The whole of the data is to be reproduced exactly.

(Records shown Opens)

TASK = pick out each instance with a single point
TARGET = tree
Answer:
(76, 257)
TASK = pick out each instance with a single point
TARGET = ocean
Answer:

(Records shown Closes)

Solution>
TASK = pick out each instance with a single point
TARGET = tree
Answer:
(76, 257)
TASK = pick out each instance with a single point
TARGET = ocean
Answer:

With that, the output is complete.